*The task*
Could you restate the whole listing word for word?

*Data*
^^^^^^^^

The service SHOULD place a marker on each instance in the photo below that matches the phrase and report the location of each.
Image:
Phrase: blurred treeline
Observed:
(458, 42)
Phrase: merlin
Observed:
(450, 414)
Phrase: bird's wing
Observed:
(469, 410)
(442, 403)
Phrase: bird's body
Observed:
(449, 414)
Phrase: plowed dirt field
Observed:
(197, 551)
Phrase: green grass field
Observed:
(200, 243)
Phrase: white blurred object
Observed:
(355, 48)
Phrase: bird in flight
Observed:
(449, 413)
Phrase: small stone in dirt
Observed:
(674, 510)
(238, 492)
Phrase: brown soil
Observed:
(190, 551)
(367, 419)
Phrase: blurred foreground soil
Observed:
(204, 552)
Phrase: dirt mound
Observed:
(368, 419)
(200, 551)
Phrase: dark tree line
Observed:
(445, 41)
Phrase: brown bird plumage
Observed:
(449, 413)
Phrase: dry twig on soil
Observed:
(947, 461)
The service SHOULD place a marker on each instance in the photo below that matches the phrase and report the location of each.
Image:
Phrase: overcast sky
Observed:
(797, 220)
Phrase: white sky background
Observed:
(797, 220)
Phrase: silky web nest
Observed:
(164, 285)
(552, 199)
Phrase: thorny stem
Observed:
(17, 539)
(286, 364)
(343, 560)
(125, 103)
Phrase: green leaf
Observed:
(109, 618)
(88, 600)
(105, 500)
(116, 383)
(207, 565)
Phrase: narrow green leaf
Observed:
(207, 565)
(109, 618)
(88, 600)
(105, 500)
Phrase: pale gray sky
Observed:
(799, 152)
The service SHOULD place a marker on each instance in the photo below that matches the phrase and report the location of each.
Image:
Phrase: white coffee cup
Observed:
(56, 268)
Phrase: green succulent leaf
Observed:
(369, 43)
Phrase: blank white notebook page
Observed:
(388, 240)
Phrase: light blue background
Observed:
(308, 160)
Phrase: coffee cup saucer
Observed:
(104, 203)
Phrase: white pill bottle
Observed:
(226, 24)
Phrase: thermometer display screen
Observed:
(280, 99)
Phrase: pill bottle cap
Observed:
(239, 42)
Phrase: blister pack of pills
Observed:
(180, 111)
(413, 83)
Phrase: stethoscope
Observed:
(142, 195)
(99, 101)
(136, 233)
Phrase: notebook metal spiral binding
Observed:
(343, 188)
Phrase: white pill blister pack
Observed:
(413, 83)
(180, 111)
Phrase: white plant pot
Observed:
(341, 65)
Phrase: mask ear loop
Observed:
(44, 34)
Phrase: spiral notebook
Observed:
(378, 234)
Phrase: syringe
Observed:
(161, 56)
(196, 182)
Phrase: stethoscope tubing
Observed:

^^^^^^^^

*Task solution*
The service SHOULD place a marker on each instance in the photo below that matches the phrase and report the location of each.
Image:
Phrase: blurred treeline
Observed:
(458, 42)
Phrase: merlin
Observed:
(450, 414)
Phrase: bird's wing
Observed:
(469, 410)
(442, 403)
Phrase: bird's body
Observed:
(449, 414)
Phrase: plowed dirt field
Observed:
(197, 551)
Phrase: green grass field
Observed:
(200, 243)
Phrase: white blurred object
Observed:
(355, 48)
Phrase: bird in flight
Observed:
(449, 413)
Phrase: small stone in dirt
Observed:
(674, 510)
(238, 492)
Phrase: brown soil
Observed:
(190, 551)
(367, 419)
Phrase: blurred foreground soil
Observed:
(204, 552)
Phrase: dirt mound
Observed:
(368, 419)
(200, 551)
Phrase: dark tree line
Observed:
(445, 41)
Phrase: brown bird plumage
Observed:
(449, 413)
Phrase: dry twig on soil
Observed:
(947, 461)
The service SHOULD place a marker on each instance in the photo below that matches the phrase and report the location of each.
Image:
Phrase: overcast sky
Observed:
(797, 220)
Phrase: white sky background
Observed:
(797, 220)
Phrase: silky web nest
Observed:
(164, 285)
(552, 199)
Phrase: thorny stem
Observed:
(17, 539)
(286, 364)
(343, 560)
(125, 103)
Phrase: green leaf
Observed:
(109, 618)
(88, 600)
(105, 500)
(116, 383)
(207, 565)
Phrase: narrow green leaf
Observed:
(207, 565)
(109, 618)
(88, 600)
(105, 500)
Phrase: pale gray sky
Observed:
(799, 152)
The service SHOULD place a marker on each instance in the photo below that matches the phrase and report the location of each.
Image:
Phrase: white coffee cup
Observed:
(56, 268)
Phrase: green succulent leaf
Observed:
(369, 43)
Phrase: blank white notebook page
Observed:
(388, 240)
Phrase: light blue background
Observed:
(308, 160)
Phrase: coffee cup saucer
Observed:
(104, 203)
Phrase: white pill bottle
Observed:
(226, 24)
Phrase: thermometer display screen
Observed:
(280, 99)
Phrase: pill bottle cap
Observed:
(239, 42)
Phrase: blister pack of pills
Observed:
(180, 111)
(413, 83)
Phrase: stethoscope
Observed:
(142, 195)
(99, 101)
(136, 233)
Phrase: notebook metal spiral binding
Observed:
(343, 188)
Phrase: white pill blister pack
Observed:
(413, 83)
(180, 111)
Phrase: white plant pot
Observed:
(341, 65)
Phrase: mask ear loop
Observed:
(44, 34)
Phrase: spiral notebook
Observed:
(378, 234)
Phrase: syringe
Observed:
(161, 56)
(196, 182)
Phrase: stethoscope tubing
Observed:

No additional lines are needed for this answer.